== WHAT TO WORK ON ==
Reproduce every line of the listing below, shifting each coordinate in the point answers by adding 33 to both numbers. Leave the pictures out of your response.

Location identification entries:

_ _ _

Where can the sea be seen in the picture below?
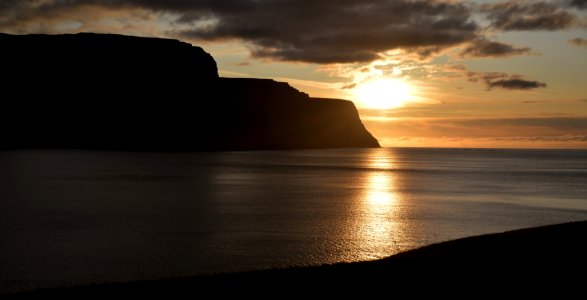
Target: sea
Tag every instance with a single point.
(70, 217)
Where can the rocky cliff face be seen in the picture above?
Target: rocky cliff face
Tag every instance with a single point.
(116, 92)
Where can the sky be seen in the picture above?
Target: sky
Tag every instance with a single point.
(495, 74)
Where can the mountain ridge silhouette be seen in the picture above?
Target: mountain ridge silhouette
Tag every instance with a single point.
(115, 92)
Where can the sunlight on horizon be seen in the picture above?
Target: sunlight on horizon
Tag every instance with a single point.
(384, 93)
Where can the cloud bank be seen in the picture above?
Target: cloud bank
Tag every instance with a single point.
(314, 31)
(486, 48)
(504, 81)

_ _ _

== OUTPUT FOR THIS TASK ==
Where can the sea be seen in the picture below?
Target: sea
Tag every instance with a single point.
(103, 250)
Where can the rocky cliff face be seen in the picture above?
Target: rocky cliff face
Tag every instance with a single point.
(149, 125)
Where can the sky be seen in the picture above?
Target: sky
Tag every instance with a single point.
(528, 107)
Where can the mountain ridge silhouette be seen in the picture above?
Target: mountain ridge silhouette
Tag every instance with a single point.
(148, 125)
Where can the sunlight on horizon be seen in the picture above?
Target: sunlight on horizon
Tag every instance with a single point.
(417, 126)
Where can the cloud bank be seen in the picture above?
Target: cloud bank
Tag every instance with a single point.
(347, 64)
(519, 81)
(537, 114)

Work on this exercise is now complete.